**Written request:** Give back the whole listing exactly as shown.

Labeled-object pointing entries
--

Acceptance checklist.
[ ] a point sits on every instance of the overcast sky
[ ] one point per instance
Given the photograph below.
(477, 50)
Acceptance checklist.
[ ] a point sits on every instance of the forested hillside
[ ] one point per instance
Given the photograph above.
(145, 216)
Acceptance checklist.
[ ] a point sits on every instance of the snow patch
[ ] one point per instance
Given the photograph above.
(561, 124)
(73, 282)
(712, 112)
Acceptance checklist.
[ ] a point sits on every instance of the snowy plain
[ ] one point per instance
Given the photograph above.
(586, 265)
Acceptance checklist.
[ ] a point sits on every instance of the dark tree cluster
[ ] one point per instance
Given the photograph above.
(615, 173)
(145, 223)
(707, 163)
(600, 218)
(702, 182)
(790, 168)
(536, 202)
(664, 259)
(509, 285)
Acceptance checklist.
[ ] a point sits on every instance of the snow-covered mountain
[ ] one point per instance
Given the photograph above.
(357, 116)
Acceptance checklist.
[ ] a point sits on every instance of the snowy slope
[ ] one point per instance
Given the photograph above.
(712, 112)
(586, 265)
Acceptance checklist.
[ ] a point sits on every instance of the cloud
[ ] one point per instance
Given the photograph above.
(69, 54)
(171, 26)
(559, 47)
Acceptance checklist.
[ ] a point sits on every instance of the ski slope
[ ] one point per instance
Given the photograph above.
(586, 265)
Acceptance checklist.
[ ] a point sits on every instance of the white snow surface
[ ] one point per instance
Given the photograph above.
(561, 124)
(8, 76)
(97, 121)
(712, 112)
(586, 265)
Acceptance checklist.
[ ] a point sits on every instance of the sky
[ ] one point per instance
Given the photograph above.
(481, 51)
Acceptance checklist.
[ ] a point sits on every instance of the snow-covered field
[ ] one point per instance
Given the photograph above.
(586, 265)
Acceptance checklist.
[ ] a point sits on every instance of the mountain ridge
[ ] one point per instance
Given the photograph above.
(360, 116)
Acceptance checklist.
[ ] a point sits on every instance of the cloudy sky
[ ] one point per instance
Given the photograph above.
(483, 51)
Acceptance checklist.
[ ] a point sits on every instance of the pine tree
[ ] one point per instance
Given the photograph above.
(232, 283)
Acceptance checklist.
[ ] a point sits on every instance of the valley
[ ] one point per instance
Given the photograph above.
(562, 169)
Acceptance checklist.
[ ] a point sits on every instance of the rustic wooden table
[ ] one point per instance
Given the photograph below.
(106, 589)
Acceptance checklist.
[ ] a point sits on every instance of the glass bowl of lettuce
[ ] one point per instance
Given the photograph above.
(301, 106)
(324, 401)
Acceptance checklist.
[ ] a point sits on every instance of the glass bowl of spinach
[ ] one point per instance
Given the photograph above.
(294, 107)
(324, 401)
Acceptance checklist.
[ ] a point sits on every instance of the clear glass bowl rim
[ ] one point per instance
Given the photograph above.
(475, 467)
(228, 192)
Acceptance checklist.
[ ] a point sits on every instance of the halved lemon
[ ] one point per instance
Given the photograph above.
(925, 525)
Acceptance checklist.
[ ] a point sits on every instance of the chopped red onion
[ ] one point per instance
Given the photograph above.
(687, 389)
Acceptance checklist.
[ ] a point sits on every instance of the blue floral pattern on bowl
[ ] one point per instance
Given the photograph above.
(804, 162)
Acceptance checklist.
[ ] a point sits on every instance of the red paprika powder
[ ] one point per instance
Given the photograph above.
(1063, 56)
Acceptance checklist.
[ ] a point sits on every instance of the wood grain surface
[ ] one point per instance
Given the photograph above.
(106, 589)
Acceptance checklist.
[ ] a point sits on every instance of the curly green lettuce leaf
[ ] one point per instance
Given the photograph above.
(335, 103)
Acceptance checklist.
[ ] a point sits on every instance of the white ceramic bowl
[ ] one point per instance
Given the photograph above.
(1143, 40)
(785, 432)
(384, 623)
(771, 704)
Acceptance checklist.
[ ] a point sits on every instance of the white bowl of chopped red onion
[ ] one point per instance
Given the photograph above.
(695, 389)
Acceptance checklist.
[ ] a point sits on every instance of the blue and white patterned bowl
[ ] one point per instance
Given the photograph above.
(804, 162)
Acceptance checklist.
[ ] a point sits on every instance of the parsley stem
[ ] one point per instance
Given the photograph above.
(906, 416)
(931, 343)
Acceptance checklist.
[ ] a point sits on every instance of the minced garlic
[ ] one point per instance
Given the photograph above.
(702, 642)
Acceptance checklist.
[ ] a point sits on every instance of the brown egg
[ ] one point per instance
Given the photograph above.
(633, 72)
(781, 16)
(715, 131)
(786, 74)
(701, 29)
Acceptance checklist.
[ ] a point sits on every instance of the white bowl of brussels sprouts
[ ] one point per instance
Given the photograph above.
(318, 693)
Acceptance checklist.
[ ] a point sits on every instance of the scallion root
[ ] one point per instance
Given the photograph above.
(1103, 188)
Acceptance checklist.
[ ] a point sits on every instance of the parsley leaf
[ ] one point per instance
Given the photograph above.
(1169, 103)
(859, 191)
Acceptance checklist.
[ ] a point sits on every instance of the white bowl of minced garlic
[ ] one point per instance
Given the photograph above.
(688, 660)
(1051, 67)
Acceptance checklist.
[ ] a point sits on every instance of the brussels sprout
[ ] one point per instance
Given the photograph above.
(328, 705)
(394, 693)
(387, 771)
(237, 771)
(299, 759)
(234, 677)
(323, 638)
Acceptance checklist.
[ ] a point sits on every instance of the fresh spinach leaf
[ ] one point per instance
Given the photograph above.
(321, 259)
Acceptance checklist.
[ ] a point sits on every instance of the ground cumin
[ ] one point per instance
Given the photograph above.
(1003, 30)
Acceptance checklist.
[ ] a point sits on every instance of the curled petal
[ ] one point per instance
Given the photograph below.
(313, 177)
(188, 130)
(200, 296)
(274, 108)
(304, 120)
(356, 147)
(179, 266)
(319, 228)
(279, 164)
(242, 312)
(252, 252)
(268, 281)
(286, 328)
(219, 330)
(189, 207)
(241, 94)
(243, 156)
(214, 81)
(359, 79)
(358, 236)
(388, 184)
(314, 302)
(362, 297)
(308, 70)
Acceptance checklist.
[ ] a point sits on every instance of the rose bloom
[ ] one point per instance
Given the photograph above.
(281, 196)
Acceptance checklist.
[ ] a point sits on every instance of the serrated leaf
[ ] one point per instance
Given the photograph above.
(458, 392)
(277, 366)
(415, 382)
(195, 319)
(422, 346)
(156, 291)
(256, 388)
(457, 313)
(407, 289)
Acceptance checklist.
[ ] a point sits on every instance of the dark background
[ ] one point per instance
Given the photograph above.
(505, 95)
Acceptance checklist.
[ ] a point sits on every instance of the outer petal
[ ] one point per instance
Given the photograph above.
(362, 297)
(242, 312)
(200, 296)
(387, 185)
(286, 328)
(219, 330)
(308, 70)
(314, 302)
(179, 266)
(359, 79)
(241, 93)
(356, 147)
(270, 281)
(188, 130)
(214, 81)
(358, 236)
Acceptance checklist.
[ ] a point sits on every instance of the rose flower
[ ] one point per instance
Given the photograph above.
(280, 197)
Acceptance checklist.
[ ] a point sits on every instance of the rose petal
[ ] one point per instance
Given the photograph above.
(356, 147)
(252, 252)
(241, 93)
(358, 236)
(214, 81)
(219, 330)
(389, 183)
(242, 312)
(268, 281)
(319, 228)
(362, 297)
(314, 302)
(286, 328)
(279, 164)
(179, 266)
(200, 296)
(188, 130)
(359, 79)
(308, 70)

--

**Answer for this exercise:**
Acceptance checklist.
[ ] a point sits on every instance of the overcast sky
[ ] one point per instance
Given the photograph below.
(477, 50)
Acceptance checklist.
[ ] a point sits on every instance of the forested hillside
[ ] one point per instance
Given the photograph above.
(145, 216)
Acceptance checklist.
[ ] a point sits on every instance of the snow patch
[ ] one point per instance
Given the photograph above.
(561, 124)
(73, 282)
(712, 112)
Acceptance checklist.
[ ] a point sits on every instance of the snowy plain
[ ] one point per instance
Given the photograph above.
(586, 265)
Acceptance checklist.
[ ] a point sits on every instance of the dark tree cluster
[ ] one point per instance
Given the photograph above.
(615, 173)
(145, 223)
(707, 163)
(600, 218)
(702, 182)
(790, 168)
(536, 202)
(664, 259)
(509, 285)
Acceptance checklist.
[ ] a point sits on every instance of the snow-covered mountain
[ ] one point per instance
Given the photograph above.
(357, 116)
Acceptance checklist.
[ ] a point sits on every instance of the snowy slope
[ ] one point per instance
Given the photograph above.
(712, 112)
(586, 265)
Acceptance checklist.
[ ] a point sits on every instance of the cloud
[ ] one point per instance
Given the photograph above.
(69, 54)
(171, 26)
(559, 47)
Acceptance checklist.
[ ] a point sits on every instance of the ski slope
[ ] one point per instance
Given the photograph above.
(586, 265)
Acceptance checklist.
[ ] a point sits on every instance of the white snow surface
[ ] one point per instance
Given the photograph above.
(561, 124)
(8, 76)
(97, 121)
(712, 112)
(586, 265)
Acceptance checklist.
[ ] a point sits on every instance of the sky
[ ] one point per instance
Given the photograph above.
(481, 51)
Acceptance checklist.
[ ] a point sits on every instance of the snow-covered field
[ ] one point per instance
Given the photograph above.
(586, 265)
Acceptance checklist.
[ ] a point sits on every instance of the mountain ridge
[ ] one point per instance
Given the photograph above.
(360, 116)
Acceptance checklist.
[ ] a point sits on every instance of the cloudy sky
[ ] one point per instance
Given the photograph above.
(483, 51)
Acceptance checklist.
[ ] a point sits on every instance of the pine tree
[ ] one point per instance
Given the photograph above.
(232, 283)
Acceptance checklist.
[ ] a point sits on every instance of the valley
[ ] one point per instance
Given the photograph above.
(562, 169)
Acceptance checklist.
[ ] a point sits on every instance of the rustic wooden table
[ ] one point per instance
Given the photograph below.
(106, 589)
Acceptance checklist.
[ ] a point sits on every instance of the glass bowl of lettuce
[ ] one point per instance
Given the photograph above.
(301, 106)
(324, 401)
Acceptance checklist.
[ ] a point sits on every instance of the glass bowl of spinach
[ ] one point per instance
Given the photograph above.
(294, 107)
(324, 401)
Acceptance checklist.
[ ] a point sits on every instance of the clear glass bowl rim
[ ] one point per instance
Given the photograph above.
(475, 467)
(228, 192)
Acceptance checklist.
[ ] a point sits on every instance of the halved lemon
[ ] one point per instance
Given the photograph above.
(925, 525)
Acceptance checklist.
[ ] a point sits on every instance of the chopped red onion
[ ] one point per instance
Given the photograph above.
(687, 389)
Acceptance checklist.
[ ] a point sits on every instance of the blue floral pattern on bowl
[ ] one point per instance
Given the photograph above.
(804, 162)
Acceptance checklist.
[ ] a point sits on every instance of the red paprika powder
[ ] one point per instance
Given the photograph above.
(1063, 56)
Acceptance checklist.
[ ] a point sits on every instance of the wood grain surface
[ ] one point per instance
Given the photograph above.
(106, 589)
Acceptance checklist.
[ ] a point sits on every instance of the curly green lettuce leaf
[ ] one point per instance
Given the photograph above.
(335, 103)
Acceptance checklist.
[ ] a point sits on every instance of the white ceramic bowl
[ ] one point per instance
Given the photograph above.
(1143, 40)
(785, 432)
(384, 623)
(771, 704)
Acceptance checklist.
[ ] a point sits on every instance of the white bowl of chopped red onion
[ ] one point per instance
Given the photograph above.
(695, 389)
Acceptance checklist.
[ ] a point sits on every instance of the blue and white patterned bowl
[ ] one point per instance
Given the photograph above.
(804, 162)
Acceptance checklist.
[ ] a point sits on every instance of the parsley stem
[ ] one point per instance
Given the photograph above.
(906, 416)
(931, 343)
Acceptance checklist.
[ ] a point sits on every instance of the minced garlic
[ ] one point per instance
Given the photograph above.
(702, 642)
Acceptance checklist.
[ ] a point sits on every instance of the brown egg
[ ] one point per instance
Given the photograph above.
(633, 72)
(781, 16)
(715, 131)
(786, 74)
(701, 29)
Acceptance checklist.
[ ] a point sits on every instance of the white bowl of brussels sprouts
[ ] one point per instance
Given the photograph above.
(318, 693)
Acceptance checklist.
[ ] a point sits on every instance of the scallion root
[ ] one point per instance
Given the photograph above.
(1103, 188)
Acceptance checklist.
[ ] a point sits on every instance of the parsley leaf
[ ] one point per instance
Given the photograph above.
(1169, 103)
(859, 191)
Acceptance checklist.
[ ] a point sits on every instance of the white bowl of minced garlic
[ ] one point per instance
Given the photograph above.
(688, 660)
(1051, 67)
Acceptance checklist.
[ ] a point sits on every instance of the brussels sprout
[ ] one point per instance
Given the photograph above.
(328, 705)
(394, 693)
(387, 771)
(237, 771)
(299, 759)
(234, 677)
(323, 638)
Acceptance checklist.
[ ] a point sits on every instance of the fresh spinach leaf
[ ] one point per instance
Given the photograph above.
(321, 259)
Acceptance checklist.
[ ] a point sits on every instance of the ground cumin
[ ] one point per instance
Given the photograph above.
(1003, 30)
Acceptance checklist.
[ ] a point sits on every instance of the curled petal
[ ] one point per instance
Given the photograph below.
(313, 177)
(188, 130)
(200, 296)
(274, 108)
(304, 120)
(356, 147)
(179, 266)
(319, 228)
(279, 164)
(242, 312)
(252, 252)
(268, 281)
(286, 328)
(219, 330)
(189, 207)
(241, 94)
(243, 156)
(214, 81)
(359, 79)
(358, 236)
(388, 184)
(314, 302)
(362, 297)
(308, 70)
Acceptance checklist.
[ ] a point sits on every instance of the rose bloom
[ ] one point per instance
Given the photograph above.
(281, 196)
Acceptance checklist.
[ ] a point sits on every instance of the serrated leaf
[ ] one point per instance
Given the photograph above.
(458, 392)
(277, 366)
(415, 382)
(195, 319)
(422, 346)
(156, 291)
(256, 388)
(457, 313)
(407, 289)
Acceptance checklist.
[ ] a point sits on every instance of the dark background
[ ] one point per instance
Given the photograph above.
(505, 95)
Acceptance checklist.
[ ] a point sits on every instance of the outer petal
[ ] one point per instance
Given the photograph above.
(362, 297)
(242, 312)
(200, 296)
(387, 185)
(286, 328)
(219, 330)
(308, 70)
(314, 302)
(179, 266)
(359, 79)
(241, 93)
(356, 147)
(270, 281)
(188, 130)
(214, 81)
(358, 236)
Acceptance checklist.
[ ] a point sits on every instance of the rose flower
[ ] one point per instance
Given the photograph above.
(280, 197)
Acceptance checklist.
[ ] a point sits on every instance of the rose petal
[ ] one point per instance
Given the photograph above.
(356, 147)
(252, 252)
(241, 93)
(358, 236)
(214, 81)
(219, 330)
(389, 183)
(242, 312)
(268, 281)
(319, 228)
(362, 297)
(314, 302)
(286, 328)
(279, 164)
(179, 266)
(200, 296)
(188, 130)
(359, 79)
(308, 70)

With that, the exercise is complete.